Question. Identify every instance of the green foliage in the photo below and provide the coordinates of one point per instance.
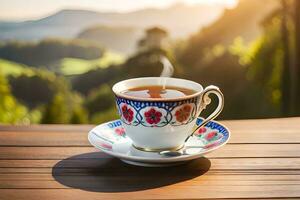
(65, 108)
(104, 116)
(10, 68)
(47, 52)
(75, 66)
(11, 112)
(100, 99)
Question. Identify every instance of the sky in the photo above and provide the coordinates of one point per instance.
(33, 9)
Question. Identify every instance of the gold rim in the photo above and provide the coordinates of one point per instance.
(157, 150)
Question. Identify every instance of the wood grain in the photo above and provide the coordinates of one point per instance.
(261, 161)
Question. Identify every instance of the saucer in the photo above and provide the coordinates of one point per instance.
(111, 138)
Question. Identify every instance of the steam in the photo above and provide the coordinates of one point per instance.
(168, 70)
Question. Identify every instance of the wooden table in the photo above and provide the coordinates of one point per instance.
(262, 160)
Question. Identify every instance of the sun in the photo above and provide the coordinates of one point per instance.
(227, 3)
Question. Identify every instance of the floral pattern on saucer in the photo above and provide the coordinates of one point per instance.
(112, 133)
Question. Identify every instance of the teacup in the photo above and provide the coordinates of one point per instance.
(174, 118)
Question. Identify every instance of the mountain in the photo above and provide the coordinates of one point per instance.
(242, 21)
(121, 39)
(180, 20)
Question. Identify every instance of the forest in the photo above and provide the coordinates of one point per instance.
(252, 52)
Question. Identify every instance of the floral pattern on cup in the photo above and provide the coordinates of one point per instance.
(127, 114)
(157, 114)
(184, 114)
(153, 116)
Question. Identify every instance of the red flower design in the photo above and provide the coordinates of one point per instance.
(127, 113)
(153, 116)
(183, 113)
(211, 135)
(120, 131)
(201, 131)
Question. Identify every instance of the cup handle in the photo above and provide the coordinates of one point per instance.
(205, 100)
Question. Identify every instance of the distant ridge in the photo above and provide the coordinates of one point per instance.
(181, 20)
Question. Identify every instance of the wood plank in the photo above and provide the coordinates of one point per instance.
..............................
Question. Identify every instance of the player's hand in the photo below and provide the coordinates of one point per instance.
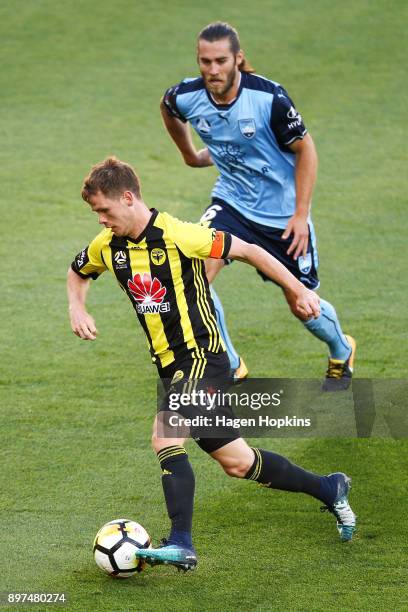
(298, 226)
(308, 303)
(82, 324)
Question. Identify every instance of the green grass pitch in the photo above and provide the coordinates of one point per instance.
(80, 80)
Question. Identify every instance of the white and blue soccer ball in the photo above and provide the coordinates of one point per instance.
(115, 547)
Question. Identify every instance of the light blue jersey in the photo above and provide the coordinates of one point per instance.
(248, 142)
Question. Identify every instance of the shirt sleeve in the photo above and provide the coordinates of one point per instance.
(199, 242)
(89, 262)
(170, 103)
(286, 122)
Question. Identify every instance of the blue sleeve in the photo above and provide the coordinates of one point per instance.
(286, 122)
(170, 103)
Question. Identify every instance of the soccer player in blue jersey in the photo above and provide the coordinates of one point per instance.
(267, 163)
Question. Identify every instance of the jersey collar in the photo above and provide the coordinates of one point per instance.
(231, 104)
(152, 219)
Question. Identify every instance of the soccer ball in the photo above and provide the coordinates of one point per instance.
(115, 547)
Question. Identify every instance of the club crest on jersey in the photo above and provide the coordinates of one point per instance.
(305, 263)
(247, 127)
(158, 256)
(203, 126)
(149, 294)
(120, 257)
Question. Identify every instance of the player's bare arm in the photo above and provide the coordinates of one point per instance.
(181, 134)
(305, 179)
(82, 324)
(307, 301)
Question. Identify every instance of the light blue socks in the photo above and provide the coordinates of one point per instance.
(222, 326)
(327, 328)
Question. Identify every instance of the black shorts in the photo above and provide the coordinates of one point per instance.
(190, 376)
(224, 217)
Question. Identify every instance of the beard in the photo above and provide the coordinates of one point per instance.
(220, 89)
..............................
Aim
How many lines in the rows above contain the word "soccer"? Reply with the number alone.

Solution to the problem
3